> **Task description**:
Tally the lines of the records below that include the word "embroidery", and write down only that tally.

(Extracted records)
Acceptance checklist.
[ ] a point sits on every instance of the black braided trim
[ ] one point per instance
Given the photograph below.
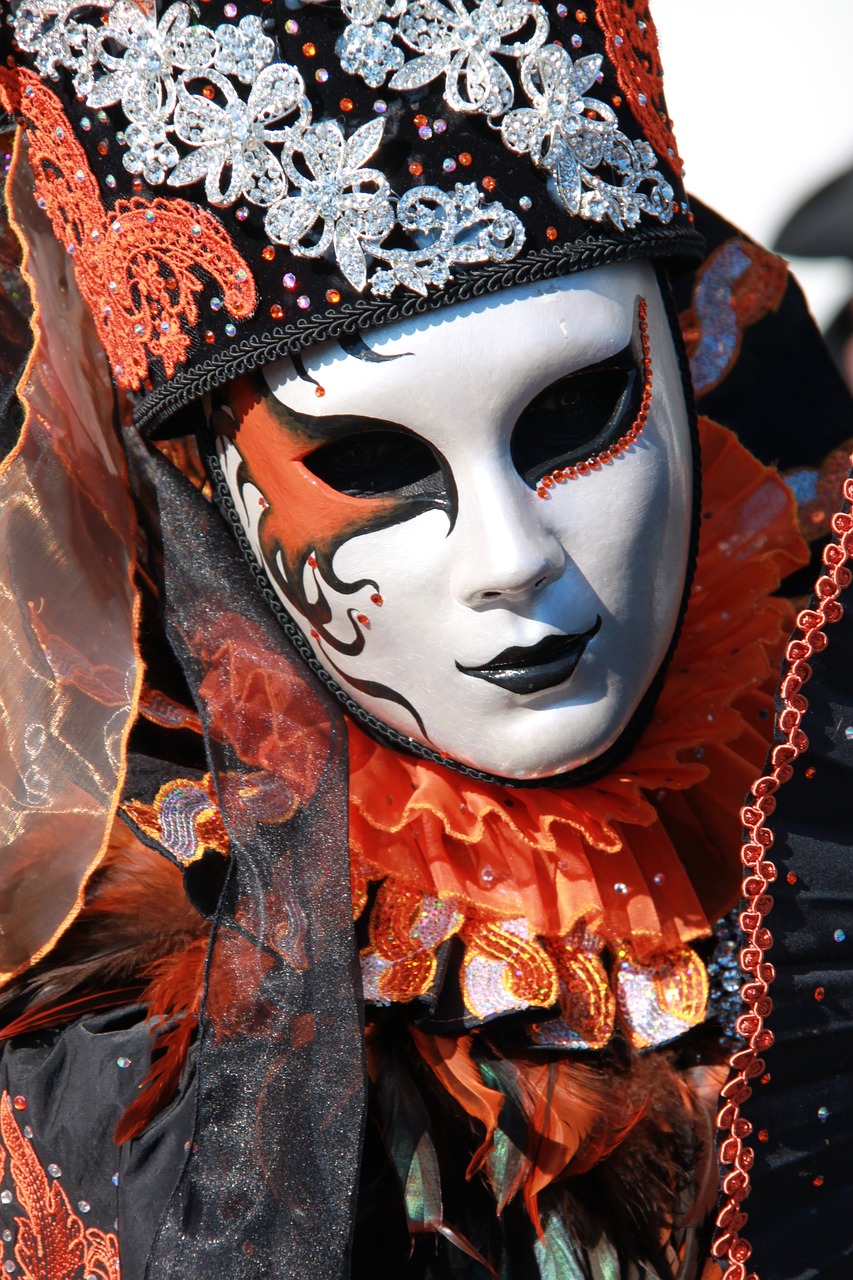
(349, 318)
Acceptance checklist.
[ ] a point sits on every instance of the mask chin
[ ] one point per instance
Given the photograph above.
(468, 763)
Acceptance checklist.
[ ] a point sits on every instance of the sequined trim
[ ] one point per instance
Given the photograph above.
(760, 873)
(660, 1002)
(140, 265)
(183, 819)
(53, 1243)
(624, 442)
(406, 928)
(314, 181)
(506, 969)
(587, 1004)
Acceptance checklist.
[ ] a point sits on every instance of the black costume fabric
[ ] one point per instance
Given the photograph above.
(258, 1162)
(269, 1180)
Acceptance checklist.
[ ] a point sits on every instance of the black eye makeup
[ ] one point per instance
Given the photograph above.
(382, 461)
(574, 425)
(584, 416)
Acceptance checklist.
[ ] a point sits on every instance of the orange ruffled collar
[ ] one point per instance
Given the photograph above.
(641, 860)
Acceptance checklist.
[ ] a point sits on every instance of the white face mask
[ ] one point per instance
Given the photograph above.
(393, 493)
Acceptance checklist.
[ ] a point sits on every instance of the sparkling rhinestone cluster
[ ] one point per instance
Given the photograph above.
(183, 82)
(220, 106)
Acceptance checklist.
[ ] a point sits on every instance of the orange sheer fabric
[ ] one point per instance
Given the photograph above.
(67, 609)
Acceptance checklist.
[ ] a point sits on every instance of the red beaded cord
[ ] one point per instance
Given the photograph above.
(624, 442)
(760, 873)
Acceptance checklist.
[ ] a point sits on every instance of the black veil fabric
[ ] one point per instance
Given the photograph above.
(269, 1175)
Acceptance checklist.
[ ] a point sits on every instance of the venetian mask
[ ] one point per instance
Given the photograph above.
(479, 519)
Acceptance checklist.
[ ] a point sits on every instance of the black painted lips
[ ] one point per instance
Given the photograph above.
(536, 667)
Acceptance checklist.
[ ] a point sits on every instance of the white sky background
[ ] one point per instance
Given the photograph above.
(761, 92)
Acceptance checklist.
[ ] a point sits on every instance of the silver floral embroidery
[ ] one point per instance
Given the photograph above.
(320, 197)
(48, 31)
(571, 136)
(450, 40)
(347, 202)
(368, 51)
(237, 136)
(455, 229)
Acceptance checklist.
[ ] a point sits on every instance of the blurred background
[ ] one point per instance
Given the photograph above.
(761, 92)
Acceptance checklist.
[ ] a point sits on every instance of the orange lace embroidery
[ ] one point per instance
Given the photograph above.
(185, 818)
(53, 1243)
(140, 264)
(632, 48)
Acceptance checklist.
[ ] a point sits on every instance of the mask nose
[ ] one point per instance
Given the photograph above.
(505, 551)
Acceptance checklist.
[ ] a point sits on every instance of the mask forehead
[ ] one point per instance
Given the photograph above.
(477, 362)
(419, 613)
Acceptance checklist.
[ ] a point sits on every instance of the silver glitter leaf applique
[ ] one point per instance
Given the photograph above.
(573, 136)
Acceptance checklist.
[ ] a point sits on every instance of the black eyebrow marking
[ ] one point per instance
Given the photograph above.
(301, 370)
(354, 344)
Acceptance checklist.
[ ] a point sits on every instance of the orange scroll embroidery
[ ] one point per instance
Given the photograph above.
(632, 48)
(53, 1243)
(138, 265)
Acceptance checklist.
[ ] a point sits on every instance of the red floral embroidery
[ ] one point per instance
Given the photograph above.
(138, 265)
(632, 48)
(53, 1243)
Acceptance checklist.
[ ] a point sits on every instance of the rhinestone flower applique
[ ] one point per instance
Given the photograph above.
(564, 132)
(571, 136)
(450, 40)
(310, 177)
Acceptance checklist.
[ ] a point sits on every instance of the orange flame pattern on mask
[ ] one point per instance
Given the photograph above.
(138, 264)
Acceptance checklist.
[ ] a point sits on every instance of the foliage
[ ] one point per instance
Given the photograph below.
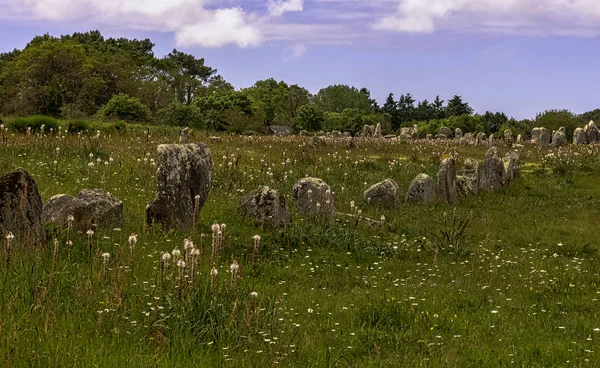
(124, 107)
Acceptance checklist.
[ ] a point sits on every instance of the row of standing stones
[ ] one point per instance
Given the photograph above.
(184, 178)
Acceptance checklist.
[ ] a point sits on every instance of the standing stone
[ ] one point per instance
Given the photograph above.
(267, 207)
(91, 209)
(384, 194)
(184, 136)
(579, 136)
(420, 190)
(446, 182)
(414, 132)
(493, 172)
(512, 167)
(313, 197)
(508, 137)
(544, 139)
(184, 173)
(592, 133)
(447, 132)
(377, 133)
(559, 139)
(481, 139)
(21, 209)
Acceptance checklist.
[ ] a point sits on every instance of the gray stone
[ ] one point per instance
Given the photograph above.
(267, 207)
(592, 133)
(579, 136)
(184, 136)
(493, 172)
(91, 209)
(21, 209)
(447, 132)
(420, 190)
(384, 194)
(446, 182)
(512, 167)
(184, 173)
(313, 197)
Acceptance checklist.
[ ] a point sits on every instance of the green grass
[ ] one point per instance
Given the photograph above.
(329, 294)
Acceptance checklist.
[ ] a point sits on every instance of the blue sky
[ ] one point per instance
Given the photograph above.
(516, 56)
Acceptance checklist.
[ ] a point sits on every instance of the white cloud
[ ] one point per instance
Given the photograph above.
(279, 7)
(496, 16)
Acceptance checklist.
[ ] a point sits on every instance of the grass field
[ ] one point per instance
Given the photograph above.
(520, 287)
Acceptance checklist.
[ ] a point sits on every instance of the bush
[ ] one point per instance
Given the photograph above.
(124, 107)
(34, 122)
(75, 126)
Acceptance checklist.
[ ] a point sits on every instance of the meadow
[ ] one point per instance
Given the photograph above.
(518, 287)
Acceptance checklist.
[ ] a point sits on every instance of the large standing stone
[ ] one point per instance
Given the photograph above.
(512, 167)
(509, 138)
(579, 136)
(91, 209)
(384, 194)
(184, 136)
(267, 206)
(184, 172)
(481, 139)
(420, 190)
(21, 209)
(493, 172)
(447, 132)
(313, 197)
(592, 133)
(544, 139)
(446, 182)
(559, 139)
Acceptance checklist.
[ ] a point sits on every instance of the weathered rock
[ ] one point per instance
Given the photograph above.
(446, 182)
(184, 175)
(184, 136)
(509, 137)
(91, 209)
(368, 131)
(559, 139)
(313, 197)
(21, 209)
(377, 133)
(447, 132)
(493, 172)
(384, 194)
(592, 133)
(544, 139)
(579, 136)
(481, 139)
(458, 133)
(414, 132)
(267, 207)
(420, 190)
(512, 167)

> **Answer to this task**:
4